**Task to carry out**
Print verbatim the lines of the entries from the one containing "For each instance of the mountain" to the last, inclusive, and no others.

Provided material below:

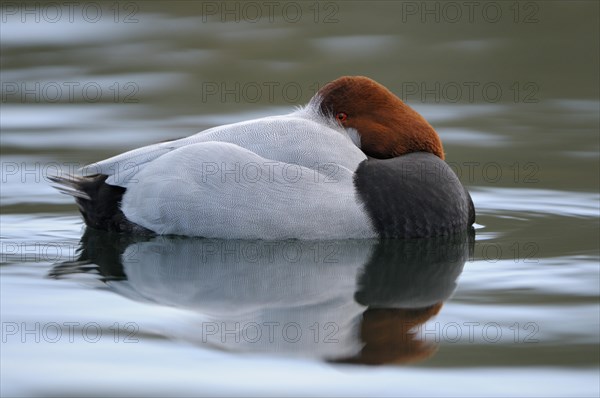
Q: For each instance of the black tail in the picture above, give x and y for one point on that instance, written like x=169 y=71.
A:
x=99 y=202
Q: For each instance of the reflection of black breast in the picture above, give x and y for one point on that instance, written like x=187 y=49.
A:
x=413 y=273
x=413 y=196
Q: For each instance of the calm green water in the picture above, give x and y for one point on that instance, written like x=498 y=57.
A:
x=512 y=89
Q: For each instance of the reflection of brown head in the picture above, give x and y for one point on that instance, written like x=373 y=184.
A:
x=389 y=336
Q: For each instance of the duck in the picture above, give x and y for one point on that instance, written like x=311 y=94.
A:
x=355 y=163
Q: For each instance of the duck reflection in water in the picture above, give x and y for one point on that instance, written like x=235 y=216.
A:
x=345 y=301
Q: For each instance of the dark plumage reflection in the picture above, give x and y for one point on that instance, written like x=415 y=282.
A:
x=351 y=301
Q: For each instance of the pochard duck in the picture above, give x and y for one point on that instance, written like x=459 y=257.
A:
x=356 y=162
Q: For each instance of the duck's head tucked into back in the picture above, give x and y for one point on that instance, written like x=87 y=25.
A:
x=357 y=162
x=386 y=126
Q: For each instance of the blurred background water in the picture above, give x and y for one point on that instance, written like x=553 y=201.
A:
x=512 y=89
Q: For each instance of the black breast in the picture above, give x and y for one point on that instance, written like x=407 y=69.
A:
x=412 y=196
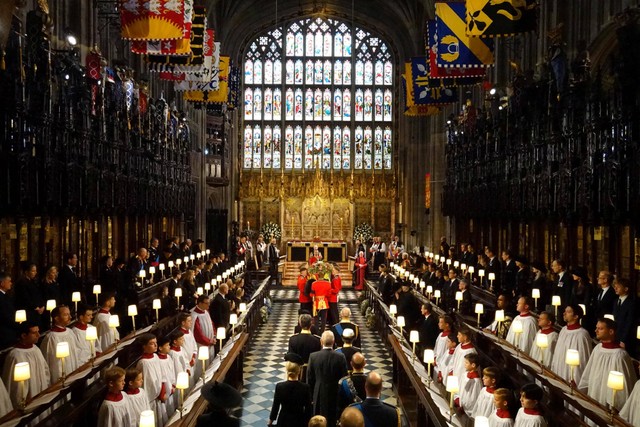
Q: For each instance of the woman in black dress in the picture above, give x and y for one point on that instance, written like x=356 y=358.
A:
x=292 y=405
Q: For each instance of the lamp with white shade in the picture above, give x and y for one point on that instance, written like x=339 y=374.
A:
x=182 y=383
x=542 y=341
x=91 y=335
x=62 y=352
x=393 y=309
x=221 y=334
x=75 y=298
x=178 y=294
x=400 y=323
x=535 y=294
x=458 y=298
x=233 y=321
x=203 y=354
x=133 y=312
x=414 y=337
x=161 y=267
x=97 y=290
x=21 y=316
x=615 y=382
x=572 y=358
x=556 y=301
x=157 y=305
x=21 y=373
x=479 y=310
x=429 y=359
x=147 y=418
x=517 y=327
x=452 y=387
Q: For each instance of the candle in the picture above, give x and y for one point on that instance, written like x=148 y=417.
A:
x=21 y=316
x=157 y=305
x=147 y=418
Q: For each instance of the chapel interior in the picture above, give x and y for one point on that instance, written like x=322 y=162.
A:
x=319 y=123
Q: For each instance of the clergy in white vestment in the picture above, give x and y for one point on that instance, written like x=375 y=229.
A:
x=441 y=347
x=85 y=315
x=529 y=416
x=630 y=412
x=114 y=410
x=485 y=405
x=5 y=401
x=546 y=321
x=607 y=356
x=155 y=384
x=523 y=340
x=138 y=401
x=190 y=347
x=203 y=328
x=573 y=336
x=465 y=347
x=501 y=328
x=106 y=335
x=26 y=351
x=60 y=333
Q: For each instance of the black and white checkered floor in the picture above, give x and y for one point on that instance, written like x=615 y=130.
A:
x=264 y=364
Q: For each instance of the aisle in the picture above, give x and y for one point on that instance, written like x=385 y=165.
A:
x=264 y=363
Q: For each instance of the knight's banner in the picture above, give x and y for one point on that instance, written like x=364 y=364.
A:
x=491 y=18
x=447 y=76
x=455 y=47
x=219 y=96
x=418 y=90
x=152 y=19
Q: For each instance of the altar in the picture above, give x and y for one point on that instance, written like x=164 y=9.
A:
x=335 y=251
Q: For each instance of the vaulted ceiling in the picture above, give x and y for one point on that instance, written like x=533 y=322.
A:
x=400 y=22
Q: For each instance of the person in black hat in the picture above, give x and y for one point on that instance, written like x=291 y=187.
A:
x=539 y=274
x=292 y=405
x=222 y=398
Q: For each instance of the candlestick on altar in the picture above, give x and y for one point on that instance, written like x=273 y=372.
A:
x=21 y=373
x=133 y=312
x=429 y=359
x=203 y=354
x=97 y=289
x=221 y=335
x=479 y=311
x=414 y=337
x=157 y=305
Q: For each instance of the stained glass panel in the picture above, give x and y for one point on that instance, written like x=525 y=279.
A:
x=268 y=106
x=267 y=147
x=323 y=55
x=277 y=147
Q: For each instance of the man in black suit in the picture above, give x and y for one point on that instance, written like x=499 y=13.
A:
x=428 y=328
x=8 y=326
x=304 y=343
x=450 y=289
x=220 y=308
x=509 y=280
x=376 y=412
x=494 y=266
x=69 y=279
x=564 y=283
x=624 y=313
x=326 y=367
x=602 y=302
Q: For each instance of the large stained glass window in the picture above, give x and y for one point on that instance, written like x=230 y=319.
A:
x=318 y=94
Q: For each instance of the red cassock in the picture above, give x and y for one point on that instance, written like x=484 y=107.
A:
x=336 y=285
x=302 y=282
x=320 y=289
x=361 y=263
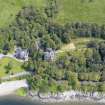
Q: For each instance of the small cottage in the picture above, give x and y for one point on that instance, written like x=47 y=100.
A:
x=21 y=53
x=49 y=54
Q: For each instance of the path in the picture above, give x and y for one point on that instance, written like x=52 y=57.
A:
x=16 y=75
x=10 y=56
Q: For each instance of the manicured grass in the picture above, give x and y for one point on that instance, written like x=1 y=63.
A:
x=21 y=92
x=76 y=10
x=9 y=9
x=16 y=66
x=69 y=10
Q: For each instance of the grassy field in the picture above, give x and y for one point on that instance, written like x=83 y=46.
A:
x=16 y=66
x=9 y=9
x=76 y=10
x=70 y=10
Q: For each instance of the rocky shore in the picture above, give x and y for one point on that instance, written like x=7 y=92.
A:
x=68 y=96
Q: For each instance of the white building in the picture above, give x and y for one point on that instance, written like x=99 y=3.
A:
x=21 y=54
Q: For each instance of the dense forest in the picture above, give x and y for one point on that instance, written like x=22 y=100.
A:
x=36 y=30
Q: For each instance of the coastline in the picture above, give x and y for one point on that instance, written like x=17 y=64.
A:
x=68 y=96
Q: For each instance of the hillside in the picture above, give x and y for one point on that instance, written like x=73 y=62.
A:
x=70 y=10
x=77 y=10
x=9 y=9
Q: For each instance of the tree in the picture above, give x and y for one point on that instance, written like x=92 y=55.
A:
x=8 y=67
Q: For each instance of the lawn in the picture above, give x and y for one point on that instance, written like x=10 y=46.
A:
x=76 y=10
x=16 y=66
x=9 y=9
x=69 y=10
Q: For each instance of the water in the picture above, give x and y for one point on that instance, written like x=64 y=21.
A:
x=14 y=100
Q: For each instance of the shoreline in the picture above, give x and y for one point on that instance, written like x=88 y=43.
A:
x=68 y=96
x=64 y=97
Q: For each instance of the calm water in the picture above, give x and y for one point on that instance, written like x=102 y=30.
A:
x=13 y=100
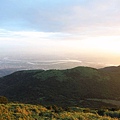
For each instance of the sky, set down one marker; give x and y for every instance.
(65, 29)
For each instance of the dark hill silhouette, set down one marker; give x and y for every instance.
(62, 87)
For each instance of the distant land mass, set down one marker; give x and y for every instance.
(9, 65)
(79, 86)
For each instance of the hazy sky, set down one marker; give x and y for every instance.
(67, 28)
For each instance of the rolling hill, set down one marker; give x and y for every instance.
(71, 87)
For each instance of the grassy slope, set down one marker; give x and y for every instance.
(14, 111)
(61, 87)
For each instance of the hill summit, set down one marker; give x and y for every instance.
(61, 87)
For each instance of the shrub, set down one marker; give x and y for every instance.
(3, 100)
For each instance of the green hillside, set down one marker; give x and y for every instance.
(17, 111)
(70, 87)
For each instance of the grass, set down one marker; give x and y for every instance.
(15, 111)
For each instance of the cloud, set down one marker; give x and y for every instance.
(60, 15)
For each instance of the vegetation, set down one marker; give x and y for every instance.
(19, 111)
(3, 100)
(70, 87)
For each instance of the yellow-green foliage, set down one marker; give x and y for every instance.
(33, 112)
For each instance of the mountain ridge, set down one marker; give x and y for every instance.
(61, 87)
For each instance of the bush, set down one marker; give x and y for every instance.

End of Provided material.

**Task output**
For each instance of the mountain ridge, set down one marker; give x and y for every instance.
(61, 87)
For each instance of the bush, set down one marker; give x and y for every instance.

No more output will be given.